--- START Material for the task ---

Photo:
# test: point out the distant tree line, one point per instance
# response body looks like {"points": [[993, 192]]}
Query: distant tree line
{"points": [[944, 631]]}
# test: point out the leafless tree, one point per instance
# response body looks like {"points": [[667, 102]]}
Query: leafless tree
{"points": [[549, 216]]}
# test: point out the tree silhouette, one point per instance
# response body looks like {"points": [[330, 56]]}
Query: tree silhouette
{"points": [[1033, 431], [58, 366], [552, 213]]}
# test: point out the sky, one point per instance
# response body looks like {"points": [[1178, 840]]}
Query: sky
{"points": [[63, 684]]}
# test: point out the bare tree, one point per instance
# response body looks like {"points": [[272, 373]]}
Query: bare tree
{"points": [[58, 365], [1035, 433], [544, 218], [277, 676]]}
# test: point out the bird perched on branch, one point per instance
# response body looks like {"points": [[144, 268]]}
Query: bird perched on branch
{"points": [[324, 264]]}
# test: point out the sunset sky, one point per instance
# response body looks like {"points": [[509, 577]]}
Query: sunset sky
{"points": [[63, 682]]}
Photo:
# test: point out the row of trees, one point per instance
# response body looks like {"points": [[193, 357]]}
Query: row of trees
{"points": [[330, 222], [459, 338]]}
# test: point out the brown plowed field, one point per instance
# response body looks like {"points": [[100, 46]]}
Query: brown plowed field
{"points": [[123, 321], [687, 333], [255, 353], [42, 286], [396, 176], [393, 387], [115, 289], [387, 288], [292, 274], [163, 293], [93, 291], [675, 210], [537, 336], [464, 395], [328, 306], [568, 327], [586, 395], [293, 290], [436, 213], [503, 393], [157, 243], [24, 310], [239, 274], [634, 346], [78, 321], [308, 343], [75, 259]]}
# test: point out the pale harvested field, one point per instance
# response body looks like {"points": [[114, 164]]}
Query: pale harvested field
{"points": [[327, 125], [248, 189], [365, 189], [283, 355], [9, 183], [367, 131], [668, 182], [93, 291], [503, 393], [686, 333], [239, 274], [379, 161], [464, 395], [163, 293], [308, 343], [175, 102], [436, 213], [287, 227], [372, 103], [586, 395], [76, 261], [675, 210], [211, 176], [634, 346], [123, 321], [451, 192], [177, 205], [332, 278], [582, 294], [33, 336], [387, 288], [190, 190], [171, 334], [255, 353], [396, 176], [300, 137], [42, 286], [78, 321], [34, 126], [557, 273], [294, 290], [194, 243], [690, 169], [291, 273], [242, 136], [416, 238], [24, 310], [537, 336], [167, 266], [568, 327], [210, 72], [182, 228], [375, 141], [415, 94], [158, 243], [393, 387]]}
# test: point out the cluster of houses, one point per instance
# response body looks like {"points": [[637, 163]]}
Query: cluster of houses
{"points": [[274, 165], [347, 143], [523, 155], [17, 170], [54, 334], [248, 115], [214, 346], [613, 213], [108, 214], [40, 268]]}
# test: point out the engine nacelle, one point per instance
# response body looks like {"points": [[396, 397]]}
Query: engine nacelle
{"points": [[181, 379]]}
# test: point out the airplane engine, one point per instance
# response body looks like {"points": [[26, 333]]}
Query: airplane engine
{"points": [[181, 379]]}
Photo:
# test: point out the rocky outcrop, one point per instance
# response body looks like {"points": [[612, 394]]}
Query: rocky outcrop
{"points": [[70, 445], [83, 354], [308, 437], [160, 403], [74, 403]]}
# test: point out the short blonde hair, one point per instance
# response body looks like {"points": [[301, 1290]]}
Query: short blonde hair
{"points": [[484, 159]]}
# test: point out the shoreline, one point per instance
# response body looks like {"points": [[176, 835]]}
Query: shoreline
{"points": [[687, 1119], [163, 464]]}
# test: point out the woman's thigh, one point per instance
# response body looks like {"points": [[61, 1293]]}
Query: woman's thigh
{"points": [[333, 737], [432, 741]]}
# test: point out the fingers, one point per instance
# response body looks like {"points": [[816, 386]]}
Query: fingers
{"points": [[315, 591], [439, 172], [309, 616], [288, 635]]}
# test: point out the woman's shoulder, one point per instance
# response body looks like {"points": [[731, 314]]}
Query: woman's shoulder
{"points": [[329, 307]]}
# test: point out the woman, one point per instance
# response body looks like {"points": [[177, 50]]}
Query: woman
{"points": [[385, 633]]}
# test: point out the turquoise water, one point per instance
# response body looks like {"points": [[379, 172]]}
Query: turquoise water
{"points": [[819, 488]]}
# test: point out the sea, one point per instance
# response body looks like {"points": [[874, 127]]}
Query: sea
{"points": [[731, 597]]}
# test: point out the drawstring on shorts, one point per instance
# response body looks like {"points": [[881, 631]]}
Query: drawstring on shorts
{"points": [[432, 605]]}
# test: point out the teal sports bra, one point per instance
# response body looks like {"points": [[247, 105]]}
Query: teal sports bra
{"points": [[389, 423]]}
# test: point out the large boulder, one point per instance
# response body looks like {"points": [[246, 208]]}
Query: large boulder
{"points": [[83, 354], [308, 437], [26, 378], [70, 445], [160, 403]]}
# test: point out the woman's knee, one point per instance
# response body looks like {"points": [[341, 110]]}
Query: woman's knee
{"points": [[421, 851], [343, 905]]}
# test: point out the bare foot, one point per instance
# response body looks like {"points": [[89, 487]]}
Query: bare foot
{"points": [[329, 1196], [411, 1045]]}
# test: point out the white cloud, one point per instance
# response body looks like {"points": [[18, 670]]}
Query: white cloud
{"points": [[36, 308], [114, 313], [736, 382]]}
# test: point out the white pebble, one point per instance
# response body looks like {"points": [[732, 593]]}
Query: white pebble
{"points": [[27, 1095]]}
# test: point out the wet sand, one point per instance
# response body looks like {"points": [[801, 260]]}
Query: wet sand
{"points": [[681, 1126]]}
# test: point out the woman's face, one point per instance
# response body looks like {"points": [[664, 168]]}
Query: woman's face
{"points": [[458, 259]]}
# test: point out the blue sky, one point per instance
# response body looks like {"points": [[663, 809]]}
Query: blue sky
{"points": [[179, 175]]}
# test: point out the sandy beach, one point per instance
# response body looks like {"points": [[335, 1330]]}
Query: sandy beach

--- END Material for the task ---

Write out the material from the first line to the last, exactly.

Photo:
# test: point out the distant tree line, one point per instance
# response body looks like {"points": [[993, 192]]}
Query: distant tree line
{"points": [[944, 631]]}
# test: point out the leafless tree, one point per instance
# response body looks like {"points": [[667, 102]]}
Query: leafless tree
{"points": [[549, 216]]}
# test: point out the tree silhouette, one point per instance
# response body looks like {"points": [[330, 56]]}
Query: tree silhouette
{"points": [[1033, 431], [58, 366], [552, 213]]}
# test: point out the sky, one point per instance
# response body looks like {"points": [[1178, 840]]}
Query: sky
{"points": [[63, 684]]}
# test: point out the bare tree, one point per instance
# response body looks like {"points": [[272, 373]]}
Query: bare tree
{"points": [[58, 365], [1035, 433], [544, 218], [277, 676]]}
# test: point out the bird perched on branch, one point per instance
# response body looks like {"points": [[144, 268]]}
Query: bird perched on branch
{"points": [[324, 264]]}
# test: point out the sunset sky, one point per instance
# response body looks like {"points": [[509, 577]]}
Query: sunset sky
{"points": [[63, 682]]}
Photo:
# test: point out the row of trees, one point per instance
# response body looks like {"points": [[193, 357]]}
Query: row of trees
{"points": [[330, 222], [459, 338]]}
# test: point out the brown plowed field, one point per instance
# response body looks like {"points": [[100, 46]]}
Query: brown plowed field
{"points": [[123, 321], [687, 333], [255, 353], [42, 286], [396, 176], [393, 387], [115, 289], [387, 288], [292, 274], [163, 293], [93, 291], [675, 210], [537, 336], [464, 395], [328, 306], [568, 327], [586, 395], [293, 290], [436, 213], [503, 393], [157, 243], [24, 310], [239, 274], [634, 346], [78, 321], [308, 343], [75, 259]]}
# test: point out the pale harvested field, one point per instance
# response body looks like {"points": [[114, 164]]}
Query: pale harvested field
{"points": [[327, 125], [248, 189], [365, 189], [283, 355], [9, 183], [367, 131], [668, 182], [93, 291], [503, 393], [686, 333], [239, 274], [379, 161], [464, 395], [163, 293], [308, 343], [175, 102], [436, 213], [287, 227], [372, 103], [586, 395], [76, 261], [675, 210], [211, 176], [634, 346], [123, 321], [451, 192], [177, 205], [332, 278], [582, 294], [33, 336], [387, 288], [190, 190], [171, 334], [255, 353], [396, 176], [300, 137], [42, 286], [78, 321], [34, 126], [557, 273], [294, 290], [194, 243], [690, 169], [291, 273], [242, 136], [416, 238], [24, 310], [537, 336], [167, 266], [568, 327], [210, 72], [182, 228], [375, 141], [415, 94], [158, 243], [393, 387]]}
# test: point out the cluster of houses, one point per instance
# response body looks like {"points": [[637, 163]]}
Query: cluster of houses
{"points": [[274, 165], [347, 143], [523, 155], [17, 170], [54, 334], [248, 115], [214, 346], [613, 213], [108, 214], [40, 268]]}
# test: point out the engine nacelle, one point per instance
# response body looks like {"points": [[396, 397]]}
Query: engine nacelle
{"points": [[181, 379]]}
# test: point out the airplane engine, one point per instance
# response body looks like {"points": [[26, 333]]}
Query: airplane engine
{"points": [[181, 379]]}
Photo:
# test: point out the rocky outcrop, one point per instance
# response body looks like {"points": [[612, 394]]}
Query: rocky outcrop
{"points": [[70, 445], [83, 354], [308, 437], [160, 403], [74, 403]]}
# test: point out the short blonde hair, one point per instance
# response body looks like {"points": [[301, 1290]]}
Query: short blonde hair
{"points": [[484, 159]]}
# test: point out the shoreline, one point per instance
# response body looks like {"points": [[176, 835]]}
Query: shoreline
{"points": [[687, 1119], [163, 464]]}
# test: point out the woman's thigh, one point per instance
# response body looks like {"points": [[61, 1293]]}
Query: woman's thigh
{"points": [[333, 737], [432, 741]]}
# test: point out the fingers, one point per instance
# response body looks like {"points": [[816, 386]]}
Query: fingers
{"points": [[315, 591], [439, 172], [309, 616], [288, 635]]}
# test: point out the woman's shoulder, one point per instance
# response body looks like {"points": [[731, 314]]}
Query: woman's shoulder
{"points": [[329, 307]]}
# test: point out the woman, one point per instance
# response body looks like {"points": [[177, 50]]}
Query: woman
{"points": [[385, 633]]}
# test: point out the turquoise water, one point per instance
# response body looks like {"points": [[379, 172]]}
Query: turquoise water
{"points": [[819, 488]]}
# test: point out the sea, one point per instance
# response body looks like {"points": [[874, 127]]}
Query: sea
{"points": [[731, 597]]}
# test: point out the drawstring on shorts, one point per instance
# response body looks like {"points": [[881, 631]]}
Query: drawstring on shorts
{"points": [[432, 605]]}
# test: point out the teal sports bra, one point per instance
# response body looks like {"points": [[247, 105]]}
Query: teal sports bra
{"points": [[389, 423]]}
# test: point out the large boulder, one point per instance
# response body looks like {"points": [[246, 208]]}
Query: large boulder
{"points": [[83, 354], [308, 437], [26, 378], [70, 445], [160, 403]]}
# test: point out the woman's knee, one point per instance
# response body looks like {"points": [[341, 110]]}
Query: woman's knee
{"points": [[421, 851], [343, 905]]}
# test: point out the bare foot, one point per instance
# response body looks like {"points": [[89, 487]]}
Query: bare foot
{"points": [[329, 1196], [411, 1045]]}
# test: point out the white cloud, one point per instance
# response body looks like {"points": [[18, 670]]}
Query: white cloud
{"points": [[36, 308], [114, 313], [736, 382]]}
# test: point out the white pebble, one point per instance
# response body looks like {"points": [[732, 593]]}
Query: white pebble
{"points": [[27, 1095]]}
# test: point out the wet sand, one point per instance
# response body looks like {"points": [[801, 260]]}
Query: wet sand
{"points": [[681, 1126]]}
# test: point out the woman's face, one point per instance
# response body looks like {"points": [[664, 168]]}
Query: woman's face
{"points": [[458, 259]]}
# test: point out the blue sky, one point per instance
# response body looks like {"points": [[663, 809]]}
Query: blue sky
{"points": [[179, 175]]}
# test: point out the sandy beach, one point per instance
# response body looks like {"points": [[335, 1330]]}
Query: sandy beach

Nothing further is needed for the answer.